%%
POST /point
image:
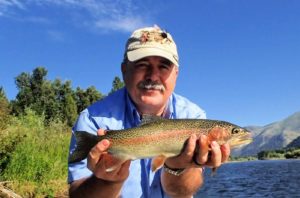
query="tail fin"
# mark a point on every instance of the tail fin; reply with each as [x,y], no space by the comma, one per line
[84,143]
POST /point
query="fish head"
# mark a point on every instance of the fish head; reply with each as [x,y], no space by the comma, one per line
[239,136]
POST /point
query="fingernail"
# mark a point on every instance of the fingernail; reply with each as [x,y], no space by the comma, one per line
[214,144]
[193,136]
[105,143]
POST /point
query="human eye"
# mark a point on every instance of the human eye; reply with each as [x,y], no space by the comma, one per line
[141,64]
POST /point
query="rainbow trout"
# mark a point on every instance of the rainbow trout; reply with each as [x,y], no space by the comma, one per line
[157,137]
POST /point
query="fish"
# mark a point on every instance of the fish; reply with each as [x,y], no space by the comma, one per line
[159,138]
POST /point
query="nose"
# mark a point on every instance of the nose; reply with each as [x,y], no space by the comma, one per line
[152,73]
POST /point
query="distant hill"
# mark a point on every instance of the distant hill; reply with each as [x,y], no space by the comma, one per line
[277,135]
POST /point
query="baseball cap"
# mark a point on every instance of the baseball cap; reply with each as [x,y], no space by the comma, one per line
[151,41]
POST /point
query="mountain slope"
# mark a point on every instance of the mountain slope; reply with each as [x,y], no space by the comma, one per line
[273,136]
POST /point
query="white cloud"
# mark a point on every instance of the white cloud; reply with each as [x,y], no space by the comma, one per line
[102,15]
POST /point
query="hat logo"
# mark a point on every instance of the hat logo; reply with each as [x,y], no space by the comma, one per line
[154,36]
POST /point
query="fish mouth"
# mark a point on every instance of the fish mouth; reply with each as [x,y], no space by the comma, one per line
[240,140]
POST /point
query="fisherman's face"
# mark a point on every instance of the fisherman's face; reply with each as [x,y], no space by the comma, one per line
[150,82]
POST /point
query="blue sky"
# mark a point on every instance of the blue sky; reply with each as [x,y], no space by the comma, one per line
[239,59]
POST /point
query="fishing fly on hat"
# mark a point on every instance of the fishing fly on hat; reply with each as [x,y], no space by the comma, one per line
[151,41]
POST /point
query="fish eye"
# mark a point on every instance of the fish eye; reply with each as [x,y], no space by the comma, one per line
[235,130]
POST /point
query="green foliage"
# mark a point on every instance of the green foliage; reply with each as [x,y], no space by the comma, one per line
[55,100]
[37,164]
[70,110]
[117,84]
[86,97]
[4,110]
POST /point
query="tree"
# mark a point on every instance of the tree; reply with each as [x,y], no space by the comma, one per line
[117,84]
[4,109]
[70,110]
[84,98]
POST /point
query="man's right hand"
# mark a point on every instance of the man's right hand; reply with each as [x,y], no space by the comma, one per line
[97,162]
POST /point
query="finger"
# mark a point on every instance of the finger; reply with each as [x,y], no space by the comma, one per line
[225,150]
[202,155]
[96,152]
[216,155]
[101,132]
[190,146]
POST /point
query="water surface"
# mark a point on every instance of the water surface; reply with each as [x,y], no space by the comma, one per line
[262,178]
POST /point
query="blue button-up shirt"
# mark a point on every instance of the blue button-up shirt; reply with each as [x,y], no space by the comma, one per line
[116,112]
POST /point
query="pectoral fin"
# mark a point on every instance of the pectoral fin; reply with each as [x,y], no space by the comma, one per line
[112,163]
[157,162]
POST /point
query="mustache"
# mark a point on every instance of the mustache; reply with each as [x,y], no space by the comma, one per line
[148,84]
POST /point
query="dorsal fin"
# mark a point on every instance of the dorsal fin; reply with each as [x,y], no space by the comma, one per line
[148,118]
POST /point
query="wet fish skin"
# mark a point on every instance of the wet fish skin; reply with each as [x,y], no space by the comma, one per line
[159,137]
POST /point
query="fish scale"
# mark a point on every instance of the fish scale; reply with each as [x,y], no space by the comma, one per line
[159,137]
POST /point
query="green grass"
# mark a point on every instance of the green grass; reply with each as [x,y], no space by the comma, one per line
[36,161]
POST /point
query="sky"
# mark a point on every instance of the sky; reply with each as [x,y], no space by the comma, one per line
[239,59]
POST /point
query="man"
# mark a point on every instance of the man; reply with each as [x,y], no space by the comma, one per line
[150,69]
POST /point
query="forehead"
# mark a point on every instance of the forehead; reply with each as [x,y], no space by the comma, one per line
[155,59]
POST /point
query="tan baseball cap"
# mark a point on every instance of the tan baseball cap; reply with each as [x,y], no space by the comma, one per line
[151,41]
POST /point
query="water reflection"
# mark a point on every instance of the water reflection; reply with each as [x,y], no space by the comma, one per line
[269,178]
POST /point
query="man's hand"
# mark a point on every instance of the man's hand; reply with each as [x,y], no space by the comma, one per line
[205,153]
[98,159]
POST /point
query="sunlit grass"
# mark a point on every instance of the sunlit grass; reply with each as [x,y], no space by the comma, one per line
[37,163]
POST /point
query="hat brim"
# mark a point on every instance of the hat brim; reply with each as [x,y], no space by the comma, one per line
[140,53]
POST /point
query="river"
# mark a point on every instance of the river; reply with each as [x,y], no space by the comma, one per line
[261,178]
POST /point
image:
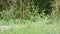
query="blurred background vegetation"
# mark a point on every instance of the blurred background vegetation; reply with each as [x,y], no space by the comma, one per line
[30,16]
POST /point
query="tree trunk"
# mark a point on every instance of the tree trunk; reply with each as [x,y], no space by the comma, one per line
[57,8]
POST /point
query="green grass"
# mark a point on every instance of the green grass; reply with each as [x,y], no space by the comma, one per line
[40,26]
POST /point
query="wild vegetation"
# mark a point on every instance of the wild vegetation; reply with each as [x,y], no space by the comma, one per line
[30,16]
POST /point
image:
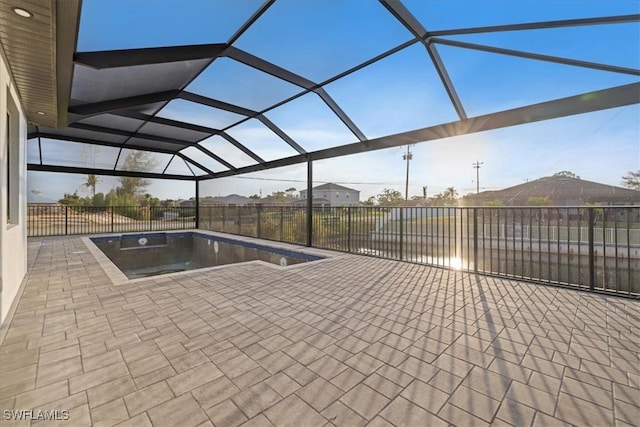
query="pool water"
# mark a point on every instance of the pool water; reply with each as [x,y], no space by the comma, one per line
[152,254]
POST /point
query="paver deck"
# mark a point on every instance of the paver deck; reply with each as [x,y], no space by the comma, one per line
[348,341]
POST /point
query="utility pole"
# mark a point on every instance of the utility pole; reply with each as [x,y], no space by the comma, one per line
[476,166]
[407,156]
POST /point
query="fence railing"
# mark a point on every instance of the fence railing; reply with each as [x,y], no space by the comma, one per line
[56,220]
[596,248]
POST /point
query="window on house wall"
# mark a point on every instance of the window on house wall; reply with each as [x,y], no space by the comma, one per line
[13,162]
[8,157]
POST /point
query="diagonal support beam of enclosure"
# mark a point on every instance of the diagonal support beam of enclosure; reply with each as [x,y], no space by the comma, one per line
[618,96]
[406,18]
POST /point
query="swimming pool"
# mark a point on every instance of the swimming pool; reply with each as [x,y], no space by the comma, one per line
[152,254]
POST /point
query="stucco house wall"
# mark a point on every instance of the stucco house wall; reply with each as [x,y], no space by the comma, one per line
[13,189]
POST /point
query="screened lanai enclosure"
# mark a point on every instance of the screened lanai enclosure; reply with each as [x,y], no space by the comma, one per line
[210,90]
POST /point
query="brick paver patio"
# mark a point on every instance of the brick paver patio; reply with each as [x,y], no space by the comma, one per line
[347,341]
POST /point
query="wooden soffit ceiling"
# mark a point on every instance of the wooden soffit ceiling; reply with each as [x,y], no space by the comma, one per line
[39,50]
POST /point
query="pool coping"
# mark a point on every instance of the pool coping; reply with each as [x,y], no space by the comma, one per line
[117,277]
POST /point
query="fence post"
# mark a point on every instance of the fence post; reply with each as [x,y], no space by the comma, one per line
[349,229]
[224,218]
[239,219]
[258,227]
[281,223]
[475,239]
[592,275]
[401,230]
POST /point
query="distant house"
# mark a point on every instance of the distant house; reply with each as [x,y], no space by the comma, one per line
[561,191]
[231,199]
[336,195]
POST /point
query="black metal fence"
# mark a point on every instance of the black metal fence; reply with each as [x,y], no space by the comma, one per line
[596,248]
[56,220]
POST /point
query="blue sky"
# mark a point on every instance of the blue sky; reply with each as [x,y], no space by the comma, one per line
[318,39]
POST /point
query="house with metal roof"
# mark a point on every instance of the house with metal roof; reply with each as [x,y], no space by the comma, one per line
[335,195]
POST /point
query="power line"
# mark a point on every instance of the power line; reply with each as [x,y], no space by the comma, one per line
[476,166]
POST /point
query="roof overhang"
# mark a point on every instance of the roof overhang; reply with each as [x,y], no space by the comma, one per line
[39,50]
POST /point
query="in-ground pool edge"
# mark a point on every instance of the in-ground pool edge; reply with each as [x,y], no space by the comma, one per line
[117,277]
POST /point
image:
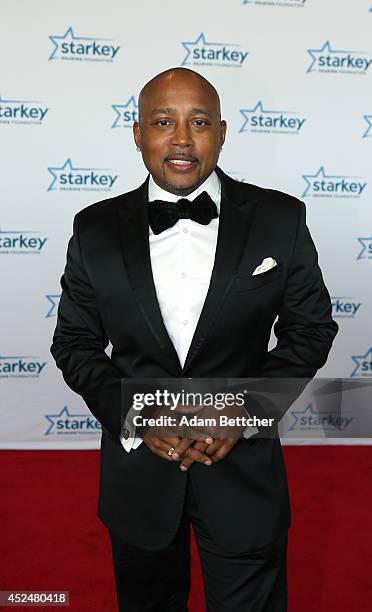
%%
INSTRUCTION
Pull out every line of the items above that contains the word "overhang", treating uppercase and lowercase letters as different.

WRITTEN RESPONSE
query="roof overhang"
# mark a point on every instance of the roof overhang; reply with each as [x,y], no space by the comma, one per line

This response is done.